• **PASSAGE GIVEN**:
============================================================
Tax break for Facebook and Apple?
Published 12:00 am Sunday, March 1, 2015
- Andy Tullis / The Bulletin file photoFacebook's Prineville Data Center.
State lawmakers are taking action to appease the tax concerns of some of the nation’s largest telecommunication companies, a move that could ensure the future of data centers in Prineville and other rural Oregon communities.
The state Senate Committee on Finance and Revenue modified a bill Thursday that would cap some taxes for cable television and Internet companies and fully exclude them from others.
Senate Bill 611 tackles the concept of “central assessment,” Oregon’s property taxation formula for communication businesses that includes assessing intangibles — things such as brand value, financial worth and patents — in addition to actual property. The taxation policy is not unique. The state centrally assess airlines, railroads, oil and gas pipelines, and electric companies.
But for telecommunication companies such as Facebook, Apple and Amazon, which have built massive data centers in Oregon based on promises of tax-friendly enterprise zones, central assessment would add millions of dollars a year to their property taxes. The data centers are not currently being taxed under the central assessment formula, but a recent ruling by the Oregon Supreme Court would likely change that.
============================================================
• **STORED DATA**:
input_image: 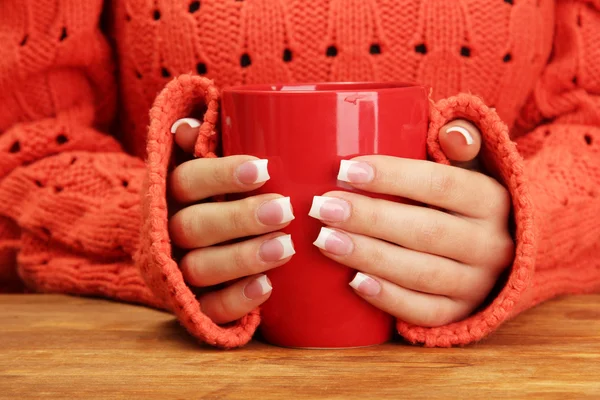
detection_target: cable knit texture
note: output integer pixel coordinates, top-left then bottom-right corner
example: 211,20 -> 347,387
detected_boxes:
0,0 -> 600,348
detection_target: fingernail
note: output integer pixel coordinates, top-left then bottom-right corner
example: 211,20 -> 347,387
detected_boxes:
338,160 -> 375,183
258,235 -> 296,262
244,275 -> 273,300
171,118 -> 200,133
446,126 -> 473,145
257,197 -> 294,225
350,272 -> 381,296
313,227 -> 354,256
235,160 -> 271,185
308,196 -> 350,222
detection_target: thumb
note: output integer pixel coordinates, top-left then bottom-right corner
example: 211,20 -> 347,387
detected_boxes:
171,118 -> 200,153
439,119 -> 481,170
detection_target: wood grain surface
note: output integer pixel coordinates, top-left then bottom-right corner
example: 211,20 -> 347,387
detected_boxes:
0,295 -> 600,400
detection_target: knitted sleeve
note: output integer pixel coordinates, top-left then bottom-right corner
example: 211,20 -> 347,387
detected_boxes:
397,1 -> 600,346
0,0 -> 163,307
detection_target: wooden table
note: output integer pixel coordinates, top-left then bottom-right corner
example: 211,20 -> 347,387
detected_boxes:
0,295 -> 600,400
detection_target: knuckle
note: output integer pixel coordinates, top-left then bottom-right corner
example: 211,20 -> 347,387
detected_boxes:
364,246 -> 388,266
487,180 -> 512,219
229,203 -> 250,233
170,163 -> 193,201
231,245 -> 252,278
429,166 -> 457,200
169,210 -> 192,248
209,291 -> 231,323
179,253 -> 207,287
416,219 -> 447,248
491,232 -> 515,270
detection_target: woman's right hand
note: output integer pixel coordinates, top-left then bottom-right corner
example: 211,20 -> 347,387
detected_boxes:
169,118 -> 294,324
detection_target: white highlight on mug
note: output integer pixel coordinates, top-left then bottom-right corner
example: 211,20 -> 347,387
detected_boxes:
171,118 -> 200,133
275,235 -> 296,260
313,227 -> 335,250
271,197 -> 295,224
249,159 -> 271,183
446,126 -> 473,145
338,160 -> 358,182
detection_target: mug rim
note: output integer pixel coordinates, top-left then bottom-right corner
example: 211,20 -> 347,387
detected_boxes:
223,81 -> 425,95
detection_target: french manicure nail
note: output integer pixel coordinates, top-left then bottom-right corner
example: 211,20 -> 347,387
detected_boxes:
171,118 -> 200,133
313,227 -> 354,256
257,197 -> 294,225
350,272 -> 381,297
446,126 -> 473,145
235,160 -> 271,185
308,196 -> 350,222
338,160 -> 375,183
258,235 -> 296,262
244,275 -> 273,300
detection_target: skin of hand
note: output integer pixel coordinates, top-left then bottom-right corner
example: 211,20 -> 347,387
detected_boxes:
169,118 -> 514,326
310,120 -> 514,327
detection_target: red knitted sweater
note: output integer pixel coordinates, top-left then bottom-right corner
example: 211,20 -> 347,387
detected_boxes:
============================================================
• **WHAT THE TASK REQUIRES**: Please set down the whole article above on the Oregon data center tax bill again, word for word.

• **WORKED SOLUTION**:
Tax break for Facebook and Apple?
Published 12:00 am Sunday, March 1, 2015
- Andy Tullis / The Bulletin file photoFacebook's Prineville Data Center.
State lawmakers are taking action to appease the tax concerns of some of the nation’s largest telecommunication companies, a move that could ensure the future of data centers in Prineville and other rural Oregon communities.
The state Senate Committee on Finance and Revenue modified a bill Thursday that would cap some taxes for cable television and Internet companies and fully exclude them from others.
Senate Bill 611 tackles the concept of “central assessment,” Oregon’s property taxation formula for communication businesses that includes assessing intangibles — things such as brand value, financial worth and patents — in addition to actual property. The taxation policy is not unique. The state centrally assess airlines, railroads, oil and gas pipelines, and electric companies.
But for telecommunication companies such as Facebook, Apple and Amazon, which have built massive data centers in Oregon based on promises of tax-friendly enterprise zones, central assessment would add millions of dollars a year to their property taxes. The data centers are not currently being taxed under the central assessment formula, but a recent ruling by the Oregon Supreme Court would likely change that.